Problem to solve. Output the material exactly, keeping every line intact.
[Materials provided Boundary: Start]
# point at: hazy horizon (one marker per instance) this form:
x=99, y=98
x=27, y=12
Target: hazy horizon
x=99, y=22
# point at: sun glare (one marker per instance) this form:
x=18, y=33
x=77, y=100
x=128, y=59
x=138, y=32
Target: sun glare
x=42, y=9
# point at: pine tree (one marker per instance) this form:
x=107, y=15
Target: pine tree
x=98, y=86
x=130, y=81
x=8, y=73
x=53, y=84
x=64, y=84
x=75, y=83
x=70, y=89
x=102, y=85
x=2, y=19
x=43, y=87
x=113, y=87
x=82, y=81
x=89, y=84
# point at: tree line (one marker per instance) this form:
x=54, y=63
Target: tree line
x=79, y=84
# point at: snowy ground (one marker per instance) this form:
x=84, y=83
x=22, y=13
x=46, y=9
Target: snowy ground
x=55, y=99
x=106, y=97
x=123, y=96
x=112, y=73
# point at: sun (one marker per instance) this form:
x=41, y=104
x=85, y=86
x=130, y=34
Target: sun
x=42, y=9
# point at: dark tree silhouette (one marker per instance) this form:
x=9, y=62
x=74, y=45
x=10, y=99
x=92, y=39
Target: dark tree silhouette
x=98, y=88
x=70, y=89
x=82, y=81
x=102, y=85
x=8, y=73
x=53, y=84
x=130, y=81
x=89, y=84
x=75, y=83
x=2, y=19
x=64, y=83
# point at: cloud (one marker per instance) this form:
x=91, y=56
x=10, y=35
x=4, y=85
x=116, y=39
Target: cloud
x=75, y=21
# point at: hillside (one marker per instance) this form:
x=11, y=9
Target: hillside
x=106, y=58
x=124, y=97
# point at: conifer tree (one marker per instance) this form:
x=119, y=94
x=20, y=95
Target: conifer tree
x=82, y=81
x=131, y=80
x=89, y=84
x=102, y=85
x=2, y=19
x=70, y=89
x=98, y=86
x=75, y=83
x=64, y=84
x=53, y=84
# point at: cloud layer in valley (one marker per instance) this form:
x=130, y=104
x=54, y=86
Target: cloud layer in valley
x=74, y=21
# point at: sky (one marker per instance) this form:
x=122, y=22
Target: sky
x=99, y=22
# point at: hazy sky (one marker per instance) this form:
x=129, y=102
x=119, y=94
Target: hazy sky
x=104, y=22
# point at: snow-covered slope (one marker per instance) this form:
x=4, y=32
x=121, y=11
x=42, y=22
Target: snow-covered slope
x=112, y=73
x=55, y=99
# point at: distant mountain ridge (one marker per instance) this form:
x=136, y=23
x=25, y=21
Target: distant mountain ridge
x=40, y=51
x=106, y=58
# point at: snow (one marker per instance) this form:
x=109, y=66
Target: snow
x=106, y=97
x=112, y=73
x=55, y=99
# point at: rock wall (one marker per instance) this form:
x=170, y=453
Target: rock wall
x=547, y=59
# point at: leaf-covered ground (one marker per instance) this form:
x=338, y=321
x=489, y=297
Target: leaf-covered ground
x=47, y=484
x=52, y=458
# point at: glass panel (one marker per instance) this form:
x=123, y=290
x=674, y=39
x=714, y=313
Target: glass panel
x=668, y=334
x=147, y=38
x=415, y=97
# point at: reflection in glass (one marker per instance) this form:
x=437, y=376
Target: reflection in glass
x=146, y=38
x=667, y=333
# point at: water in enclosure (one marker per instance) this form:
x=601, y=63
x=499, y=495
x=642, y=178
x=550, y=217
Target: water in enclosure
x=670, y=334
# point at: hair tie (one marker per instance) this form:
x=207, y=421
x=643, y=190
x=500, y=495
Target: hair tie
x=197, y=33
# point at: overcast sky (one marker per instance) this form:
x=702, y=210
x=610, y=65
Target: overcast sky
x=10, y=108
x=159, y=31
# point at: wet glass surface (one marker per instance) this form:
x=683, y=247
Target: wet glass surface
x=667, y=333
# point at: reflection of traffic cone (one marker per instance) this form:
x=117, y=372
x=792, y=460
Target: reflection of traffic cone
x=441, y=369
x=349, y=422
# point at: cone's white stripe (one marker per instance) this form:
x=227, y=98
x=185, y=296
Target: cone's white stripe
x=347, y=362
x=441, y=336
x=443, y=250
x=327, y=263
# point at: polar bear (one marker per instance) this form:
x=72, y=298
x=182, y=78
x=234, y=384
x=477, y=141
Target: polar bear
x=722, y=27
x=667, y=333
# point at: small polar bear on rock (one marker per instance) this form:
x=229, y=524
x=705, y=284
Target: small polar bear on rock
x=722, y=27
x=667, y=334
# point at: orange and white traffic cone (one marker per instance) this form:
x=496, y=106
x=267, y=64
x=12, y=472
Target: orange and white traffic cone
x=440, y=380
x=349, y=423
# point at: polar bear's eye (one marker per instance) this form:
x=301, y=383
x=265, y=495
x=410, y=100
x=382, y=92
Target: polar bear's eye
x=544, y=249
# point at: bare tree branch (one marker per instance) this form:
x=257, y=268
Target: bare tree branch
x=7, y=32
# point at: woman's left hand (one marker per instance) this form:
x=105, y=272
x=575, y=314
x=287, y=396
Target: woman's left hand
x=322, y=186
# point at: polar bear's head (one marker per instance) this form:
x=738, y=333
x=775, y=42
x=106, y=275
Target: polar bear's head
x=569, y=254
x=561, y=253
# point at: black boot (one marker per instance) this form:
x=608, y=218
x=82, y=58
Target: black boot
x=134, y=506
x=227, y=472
[Materials provided Boundary: End]
Answer section.
# point at: hazy horizon (one marker per instance) this form:
x=99, y=98
x=27, y=12
Target: hazy horizon
x=99, y=22
# point at: sun glare (one marker per instance) this form:
x=18, y=33
x=77, y=100
x=128, y=59
x=138, y=32
Target: sun glare
x=42, y=9
# point at: pine tree (one marker per instance) this form:
x=107, y=15
Target: pine tree
x=98, y=86
x=130, y=81
x=8, y=73
x=53, y=84
x=64, y=84
x=75, y=83
x=70, y=89
x=102, y=85
x=2, y=19
x=43, y=87
x=113, y=87
x=82, y=81
x=89, y=84
# point at: tree line (one marker per instance) this form:
x=54, y=63
Target: tree line
x=79, y=84
# point at: snowy ground (one marker per instance) this form:
x=84, y=83
x=22, y=13
x=46, y=9
Target: snowy ground
x=55, y=99
x=106, y=97
x=123, y=96
x=112, y=73
# point at: sun (one marker per instance) this form:
x=41, y=104
x=85, y=86
x=130, y=34
Target: sun
x=42, y=9
# point at: dark tree silhouette (one marker per instance) this form:
x=9, y=62
x=74, y=45
x=10, y=99
x=92, y=39
Target: dark tree silhouette
x=98, y=88
x=70, y=89
x=82, y=81
x=102, y=85
x=8, y=73
x=53, y=84
x=130, y=81
x=89, y=84
x=75, y=83
x=2, y=19
x=64, y=83
# point at: cloud (one marker per instance) this form:
x=91, y=56
x=10, y=35
x=4, y=85
x=116, y=39
Target: cloud
x=75, y=21
# point at: hillside (one marker per instance) this form:
x=11, y=9
Target: hillside
x=106, y=58
x=124, y=97
# point at: conifer tree (one marker per instance) this form:
x=119, y=94
x=20, y=95
Target: conifer tree
x=82, y=81
x=131, y=80
x=89, y=84
x=102, y=85
x=2, y=19
x=70, y=89
x=98, y=86
x=75, y=83
x=64, y=84
x=53, y=84
# point at: cloud layer in valley (one marker per instance) this form:
x=130, y=104
x=54, y=86
Target: cloud layer in valley
x=74, y=21
# point at: sky (one marker per instance) this form:
x=122, y=22
Target: sky
x=99, y=22
# point at: hazy sky (one marker per instance) this form:
x=129, y=102
x=119, y=94
Target: hazy sky
x=104, y=22
# point at: snow-covered slope (one marker per instance) this form:
x=4, y=32
x=121, y=11
x=42, y=22
Target: snow-covered slope
x=112, y=73
x=55, y=99
# point at: distant mountain ridge (one marker per instance) this form:
x=136, y=23
x=25, y=21
Target: distant mountain ridge
x=40, y=51
x=106, y=58
# point at: snow (one marker per instance) this form:
x=109, y=66
Target: snow
x=106, y=97
x=112, y=73
x=55, y=99
# point at: rock wall (one marker per instance) this form:
x=170, y=453
Target: rock wall
x=547, y=59
# point at: leaf-covered ground (one marker per instance) this form:
x=338, y=321
x=489, y=297
Target: leaf-covered ground
x=47, y=484
x=52, y=458
# point at: glass panel (one marker per instance) this form:
x=123, y=290
x=674, y=39
x=714, y=313
Target: glass panel
x=668, y=334
x=147, y=38
x=415, y=97
# point at: reflection in glass (one marker per instance) this form:
x=437, y=376
Target: reflection in glass
x=146, y=38
x=667, y=333
# point at: water in enclosure (one marker per instance) this form:
x=601, y=63
x=499, y=495
x=642, y=178
x=550, y=217
Target: water in enclosure
x=670, y=334
# point at: hair tie (one marker per instance) this form:
x=207, y=421
x=643, y=190
x=500, y=495
Target: hair tie
x=197, y=33
# point at: overcast sky (one marker per instance) this form:
x=702, y=210
x=610, y=65
Target: overcast sky
x=10, y=108
x=159, y=31
# point at: wet glass surface (one marker per instance) this form:
x=683, y=247
Target: wet glass surface
x=667, y=333
# point at: reflection of traffic cone (one marker per instance) this form:
x=117, y=372
x=792, y=460
Target: reflection of traffic cone
x=441, y=369
x=349, y=422
# point at: cone's white stripe (one marker per instance) this form:
x=227, y=98
x=185, y=296
Target: cone's white stripe
x=347, y=362
x=441, y=336
x=443, y=250
x=327, y=263
# point at: polar bear (one marker per instance) this form:
x=72, y=298
x=182, y=78
x=234, y=384
x=477, y=141
Target: polar bear
x=722, y=27
x=667, y=333
# point at: small polar bear on rock (one marker per instance) this form:
x=229, y=524
x=705, y=284
Target: small polar bear on rock
x=722, y=27
x=667, y=334
# point at: orange and white traffic cone (one marker per instance) this form:
x=496, y=106
x=267, y=64
x=12, y=472
Target: orange and white traffic cone
x=440, y=380
x=349, y=423
# point at: polar bear's eye (one marker per instance) this form:
x=301, y=383
x=265, y=495
x=410, y=100
x=382, y=92
Target: polar bear's eye
x=544, y=249
# point at: bare tree branch (one marker per instance) this form:
x=257, y=268
Target: bare tree branch
x=7, y=32
# point at: woman's left hand (one marker per instance) this form:
x=105, y=272
x=575, y=314
x=287, y=396
Target: woman's left hand
x=322, y=186
# point at: polar bear's head (one marker per instance) this form:
x=738, y=333
x=775, y=42
x=106, y=275
Target: polar bear's head
x=569, y=254
x=561, y=253
# point at: black boot (one marker per instance) this form:
x=608, y=218
x=82, y=58
Target: black boot
x=134, y=506
x=227, y=472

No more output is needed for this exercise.